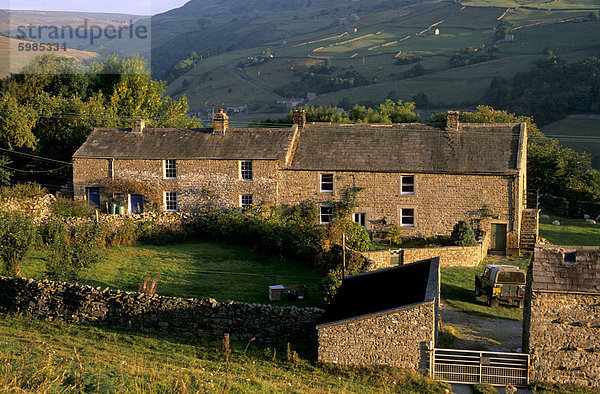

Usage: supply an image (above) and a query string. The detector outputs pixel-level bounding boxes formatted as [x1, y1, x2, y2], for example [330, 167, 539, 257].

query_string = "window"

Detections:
[240, 194, 254, 208]
[240, 160, 252, 181]
[321, 174, 333, 193]
[164, 160, 177, 179]
[400, 208, 415, 227]
[165, 192, 177, 212]
[400, 175, 415, 194]
[352, 213, 367, 228]
[319, 205, 333, 224]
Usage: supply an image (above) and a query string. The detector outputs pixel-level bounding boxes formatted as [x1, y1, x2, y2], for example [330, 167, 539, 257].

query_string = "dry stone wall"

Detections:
[523, 291, 600, 387]
[0, 276, 324, 342]
[317, 302, 435, 372]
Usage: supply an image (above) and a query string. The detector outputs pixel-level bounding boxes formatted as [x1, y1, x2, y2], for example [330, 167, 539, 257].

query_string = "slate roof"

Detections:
[529, 245, 600, 294]
[322, 260, 432, 322]
[73, 128, 293, 160]
[289, 123, 520, 174]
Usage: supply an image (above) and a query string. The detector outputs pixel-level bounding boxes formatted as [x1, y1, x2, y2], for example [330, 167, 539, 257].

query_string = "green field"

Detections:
[22, 242, 320, 306]
[168, 0, 600, 111]
[542, 116, 600, 170]
[540, 212, 600, 246]
[0, 314, 448, 393]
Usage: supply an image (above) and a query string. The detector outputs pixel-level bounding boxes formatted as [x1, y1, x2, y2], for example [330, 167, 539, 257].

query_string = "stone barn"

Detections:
[317, 258, 440, 373]
[73, 111, 527, 252]
[523, 245, 600, 387]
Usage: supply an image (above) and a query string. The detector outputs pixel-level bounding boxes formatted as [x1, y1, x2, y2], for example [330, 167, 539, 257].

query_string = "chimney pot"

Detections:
[213, 108, 229, 135]
[131, 119, 146, 133]
[445, 111, 460, 131]
[292, 109, 306, 128]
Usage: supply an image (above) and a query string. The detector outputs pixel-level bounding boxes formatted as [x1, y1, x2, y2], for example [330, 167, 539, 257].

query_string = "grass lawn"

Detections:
[540, 212, 600, 246]
[0, 314, 449, 393]
[22, 242, 320, 306]
[441, 256, 530, 320]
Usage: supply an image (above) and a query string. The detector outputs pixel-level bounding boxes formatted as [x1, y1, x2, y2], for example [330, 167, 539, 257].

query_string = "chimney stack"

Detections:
[292, 109, 306, 128]
[445, 111, 460, 131]
[213, 108, 229, 135]
[131, 119, 146, 133]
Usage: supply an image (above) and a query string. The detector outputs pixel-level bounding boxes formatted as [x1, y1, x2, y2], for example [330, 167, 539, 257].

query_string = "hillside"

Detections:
[159, 0, 600, 112]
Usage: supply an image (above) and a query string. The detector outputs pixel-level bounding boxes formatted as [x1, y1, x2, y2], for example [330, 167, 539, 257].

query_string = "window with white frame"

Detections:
[165, 192, 177, 212]
[240, 160, 252, 181]
[164, 160, 177, 179]
[401, 175, 415, 194]
[240, 194, 254, 208]
[400, 208, 415, 227]
[319, 205, 333, 224]
[321, 174, 333, 193]
[352, 213, 367, 228]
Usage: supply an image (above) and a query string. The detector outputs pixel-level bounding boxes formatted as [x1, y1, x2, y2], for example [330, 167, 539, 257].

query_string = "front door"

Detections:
[491, 223, 506, 251]
[85, 187, 100, 207]
[129, 194, 144, 213]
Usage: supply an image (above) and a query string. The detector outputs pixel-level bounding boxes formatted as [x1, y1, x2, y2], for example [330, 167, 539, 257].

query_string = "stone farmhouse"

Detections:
[73, 111, 527, 253]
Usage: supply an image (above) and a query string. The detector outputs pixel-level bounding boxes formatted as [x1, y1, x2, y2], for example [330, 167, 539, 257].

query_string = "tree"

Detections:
[0, 212, 35, 276]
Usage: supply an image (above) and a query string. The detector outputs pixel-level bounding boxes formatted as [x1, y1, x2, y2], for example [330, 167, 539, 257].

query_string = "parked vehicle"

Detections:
[475, 264, 525, 308]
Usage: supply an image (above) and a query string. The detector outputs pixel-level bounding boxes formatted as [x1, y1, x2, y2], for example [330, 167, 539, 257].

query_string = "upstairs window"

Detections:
[164, 160, 177, 179]
[401, 175, 415, 194]
[319, 205, 333, 224]
[321, 174, 333, 193]
[240, 194, 254, 209]
[400, 208, 415, 227]
[240, 160, 252, 181]
[165, 192, 177, 212]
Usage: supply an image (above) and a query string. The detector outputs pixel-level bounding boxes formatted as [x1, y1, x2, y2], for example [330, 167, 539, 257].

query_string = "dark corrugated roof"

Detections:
[73, 128, 294, 160]
[323, 260, 431, 322]
[530, 245, 600, 294]
[289, 123, 520, 173]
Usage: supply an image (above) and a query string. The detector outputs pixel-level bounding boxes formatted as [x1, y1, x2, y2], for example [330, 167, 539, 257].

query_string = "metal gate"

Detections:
[429, 348, 529, 387]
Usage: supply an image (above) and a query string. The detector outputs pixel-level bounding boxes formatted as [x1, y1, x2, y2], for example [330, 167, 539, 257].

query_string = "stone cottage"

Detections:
[317, 258, 440, 372]
[523, 244, 600, 388]
[73, 111, 527, 252]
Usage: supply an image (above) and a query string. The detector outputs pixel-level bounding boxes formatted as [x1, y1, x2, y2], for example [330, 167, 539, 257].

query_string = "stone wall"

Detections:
[0, 276, 324, 342]
[523, 288, 600, 387]
[540, 194, 569, 217]
[73, 158, 281, 211]
[0, 194, 56, 219]
[317, 302, 435, 372]
[279, 169, 523, 249]
[576, 201, 600, 219]
[361, 234, 491, 269]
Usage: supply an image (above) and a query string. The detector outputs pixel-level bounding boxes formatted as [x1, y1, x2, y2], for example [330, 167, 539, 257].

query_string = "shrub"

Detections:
[450, 220, 477, 246]
[52, 197, 94, 218]
[40, 220, 101, 281]
[0, 212, 36, 276]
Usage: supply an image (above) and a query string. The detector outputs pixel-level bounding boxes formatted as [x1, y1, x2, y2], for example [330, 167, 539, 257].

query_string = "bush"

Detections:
[450, 220, 477, 246]
[52, 197, 95, 218]
[0, 212, 36, 276]
[40, 220, 102, 281]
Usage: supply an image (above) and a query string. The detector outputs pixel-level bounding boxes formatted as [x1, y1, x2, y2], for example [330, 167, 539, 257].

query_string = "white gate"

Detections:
[429, 348, 529, 387]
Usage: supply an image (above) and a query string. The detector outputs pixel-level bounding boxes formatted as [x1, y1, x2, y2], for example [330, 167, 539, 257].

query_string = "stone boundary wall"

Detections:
[523, 292, 600, 388]
[539, 194, 569, 217]
[576, 201, 600, 219]
[0, 276, 324, 343]
[362, 234, 491, 269]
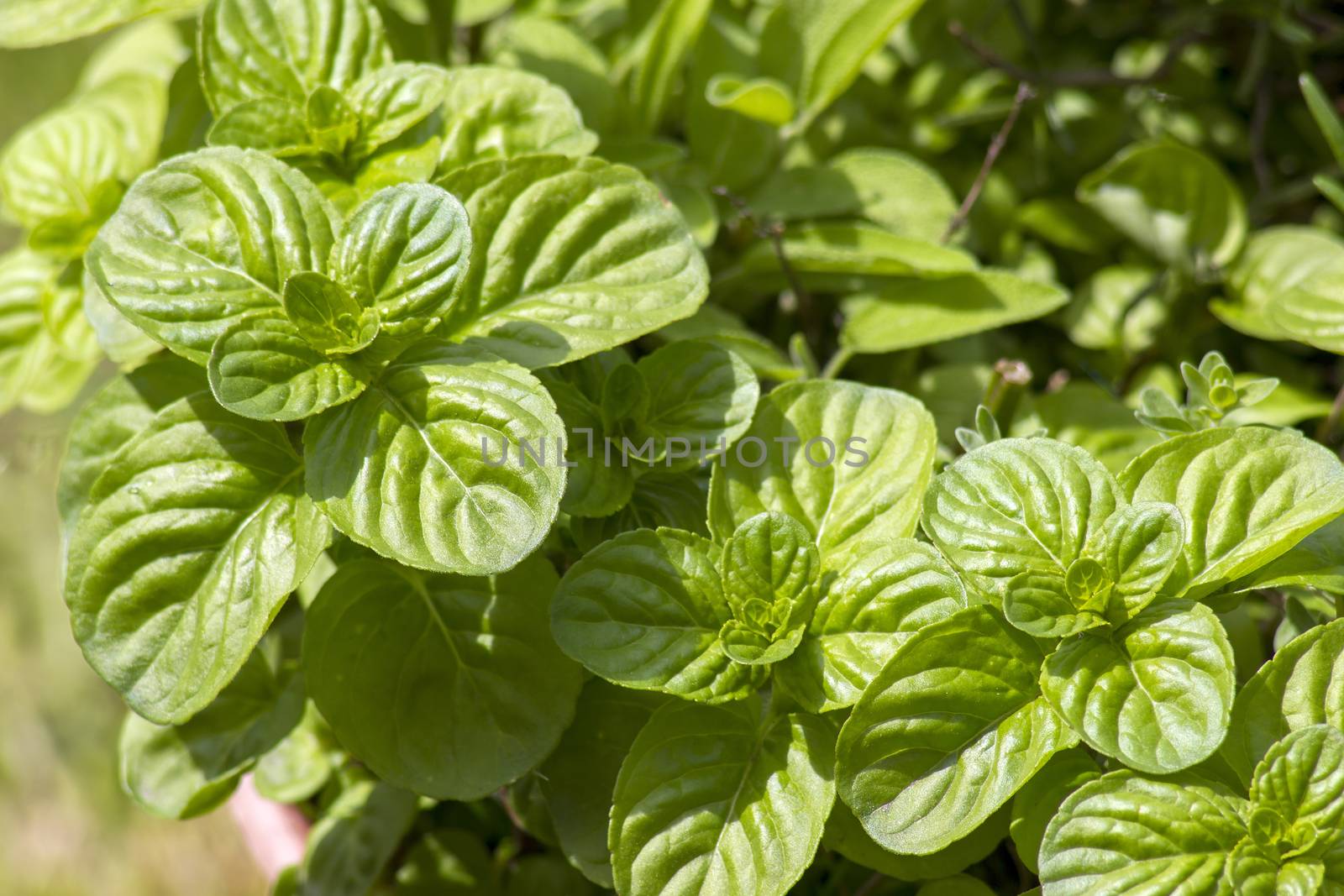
== == ==
Identify each line in the entries above that contains the word "white", and reproduce every such line in full.

query_string = "window with white frame"
query_string = "white gate"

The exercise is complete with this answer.